**Stated exercise**
Each line that follows should be printed again exactly as it stands.

----- Supplied material

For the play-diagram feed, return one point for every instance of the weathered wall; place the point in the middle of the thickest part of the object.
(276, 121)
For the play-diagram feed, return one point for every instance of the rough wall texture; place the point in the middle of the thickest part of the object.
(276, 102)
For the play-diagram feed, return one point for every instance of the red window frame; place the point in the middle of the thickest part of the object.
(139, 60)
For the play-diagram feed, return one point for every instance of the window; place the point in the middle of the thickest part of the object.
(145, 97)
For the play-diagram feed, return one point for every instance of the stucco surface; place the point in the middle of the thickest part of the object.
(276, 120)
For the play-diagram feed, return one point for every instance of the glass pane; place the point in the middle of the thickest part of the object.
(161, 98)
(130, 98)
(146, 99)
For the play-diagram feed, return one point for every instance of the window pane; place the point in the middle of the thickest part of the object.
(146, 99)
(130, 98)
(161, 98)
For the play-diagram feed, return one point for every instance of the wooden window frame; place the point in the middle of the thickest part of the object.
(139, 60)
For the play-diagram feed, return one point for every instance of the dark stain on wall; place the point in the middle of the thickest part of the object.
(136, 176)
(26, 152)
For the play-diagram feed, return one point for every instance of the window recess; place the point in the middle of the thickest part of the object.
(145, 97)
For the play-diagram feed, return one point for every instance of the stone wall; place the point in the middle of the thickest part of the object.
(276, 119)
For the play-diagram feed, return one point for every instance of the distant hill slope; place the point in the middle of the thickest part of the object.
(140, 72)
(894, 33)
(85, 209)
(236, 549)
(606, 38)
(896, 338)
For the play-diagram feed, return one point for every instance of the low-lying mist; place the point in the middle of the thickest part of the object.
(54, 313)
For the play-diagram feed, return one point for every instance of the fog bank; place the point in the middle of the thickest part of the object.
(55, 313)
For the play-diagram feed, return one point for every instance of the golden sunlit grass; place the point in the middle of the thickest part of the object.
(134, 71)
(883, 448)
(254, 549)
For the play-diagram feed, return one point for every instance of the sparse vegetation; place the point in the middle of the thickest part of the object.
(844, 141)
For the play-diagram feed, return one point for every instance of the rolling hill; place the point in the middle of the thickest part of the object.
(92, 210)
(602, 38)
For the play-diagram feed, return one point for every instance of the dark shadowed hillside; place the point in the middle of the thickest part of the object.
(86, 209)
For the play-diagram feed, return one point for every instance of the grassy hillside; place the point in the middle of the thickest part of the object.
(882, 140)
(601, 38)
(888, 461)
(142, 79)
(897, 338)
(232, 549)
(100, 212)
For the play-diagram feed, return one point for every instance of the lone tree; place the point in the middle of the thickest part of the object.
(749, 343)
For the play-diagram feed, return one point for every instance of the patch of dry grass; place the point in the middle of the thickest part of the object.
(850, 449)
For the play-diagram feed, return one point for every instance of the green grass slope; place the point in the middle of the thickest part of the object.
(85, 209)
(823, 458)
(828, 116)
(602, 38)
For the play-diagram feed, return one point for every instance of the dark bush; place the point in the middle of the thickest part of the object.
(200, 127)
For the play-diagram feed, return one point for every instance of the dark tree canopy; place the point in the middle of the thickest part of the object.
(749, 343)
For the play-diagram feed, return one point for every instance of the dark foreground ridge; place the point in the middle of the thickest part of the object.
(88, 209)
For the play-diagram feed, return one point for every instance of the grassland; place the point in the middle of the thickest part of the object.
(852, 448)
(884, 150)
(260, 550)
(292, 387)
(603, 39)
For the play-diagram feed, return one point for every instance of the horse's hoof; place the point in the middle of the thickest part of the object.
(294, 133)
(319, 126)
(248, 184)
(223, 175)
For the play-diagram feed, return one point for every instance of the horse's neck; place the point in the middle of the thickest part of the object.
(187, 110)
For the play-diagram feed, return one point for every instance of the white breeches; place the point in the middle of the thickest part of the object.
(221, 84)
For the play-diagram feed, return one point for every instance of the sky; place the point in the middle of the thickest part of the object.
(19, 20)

----------

**Exercise solution**
For the play-diagram feed, return one point for every instance of the weathered wall; place the point in the middle of the thickest part of the object.
(276, 121)
For the play-diagram feed, return one point for every instance of the rough wall texture; place the point in the middle of the thickest part of the object.
(276, 102)
For the play-diagram feed, return one point for every instance of the red window frame; place the point in the middle of the thickest part of the object.
(139, 60)
For the play-diagram feed, return one point for every instance of the window; place the point in the middle of the thickest part of the object.
(145, 97)
For the play-diagram feed, return one point for every instance of the stucco surface; place the point in the middle of the thickest part of the object.
(276, 120)
For the play-diagram feed, return one point for every instance of the glass pane; place the point in the middle of the thickest part of the object.
(161, 98)
(130, 98)
(146, 99)
For the play-diagram feed, return one point for every instance of the window pane; place the point in the middle of the thickest part of the object.
(146, 99)
(130, 98)
(161, 98)
For the play-diagram feed, return one point for every instance of the wooden window frame; place the point in the middle of the thickest part of the object.
(139, 60)
For the play-diagram feed, return one point for every instance of the dark stain on wall; place the point in the middle of the thickest part of the object.
(136, 176)
(26, 152)
For the play-diagram feed, return one point for every instance of the window recess; place the point in the middle of the thickest part of the object.
(145, 97)
For the play-diagram feed, return one point for every instance of the stone wall; place the point in the middle of the thickest part of the object.
(276, 119)
For the play-diagram feed, return one point for every instance of the distant hill slope; place the point in the middle of the thickest part of the object.
(140, 72)
(894, 33)
(85, 209)
(236, 549)
(606, 38)
(896, 338)
For the play-diagram feed, return one point for every instance of the low-lying mist; place the point in the middle of the thickest part of the object.
(54, 313)
For the play-diagram feed, return one point for every instance of the fog bank; place the point in the middle of the thickest part of the object.
(55, 313)
For the play-diagram feed, return one point for every instance of the golden sunlit grass; place the point in the middle of the thickest part of the object.
(134, 71)
(883, 448)
(254, 549)
For the play-diagram feed, return one point for every instance of the sparse vegetation; place the point in the middle of the thickest part of the object.
(844, 141)
For the play-diagram feed, return one point for every instance of the rolling hill; place the point in the middle of the thickest part of the object.
(92, 210)
(602, 38)
For the play-diagram feed, return one point for every instance of the dark shadowed hillside; place the point in the middle of the thickest part of the object.
(86, 209)
For the play-diagram feed, return one point for every instance of the grassy hillside; place the point in the middle of the thickest part of the object.
(882, 140)
(601, 38)
(888, 461)
(142, 79)
(897, 338)
(232, 549)
(100, 212)
For the play-diagram feed, return one point for every instance of the lone tree; place the point in the middle of the thickest part of the object.
(749, 343)
For the play-diagram feed, return one point for every instance of the patch of dry grass; place the point in the middle of the thickest part of the object.
(850, 449)
For the play-diagram feed, return one point for every instance of the green grass slope; place the point in the middle of the thickest part of the object.
(85, 209)
(823, 458)
(828, 116)
(602, 38)
For the play-diagram feed, return one point for every instance of the dark bush; place the point in the middle of the thickest part of the object.
(200, 127)
For the play-diagram feed, return one point for every instance of the dark tree canopy; place the point in the middle of the thickest part of the object.
(749, 343)
For the play-diagram feed, return one point for every instance of the dark foreground ridge; place the point in the middle of the thickest part of the object.
(88, 209)
For the play-diagram feed, return one point for every instance of the grassland; place the point in the middle of the thickest part of the object.
(852, 448)
(884, 150)
(260, 550)
(292, 387)
(603, 39)
For the play-diagram feed, return one point for every instance of the horse's hoof; place the point in the middle of the thickest part of the object.
(294, 133)
(319, 126)
(248, 184)
(223, 175)
For the play-diagram feed, return one point for every instance of the horse's neck; place the point in the middle of the thickest part of the object.
(187, 110)
For the play-diagram feed, return one point for every instance of the white breeches; place the point in the middle of the thickest part of the object.
(221, 84)
For the play-diagram feed, return one point for every instance of the sky; place the point in the middle of the thickest part of the object.
(19, 20)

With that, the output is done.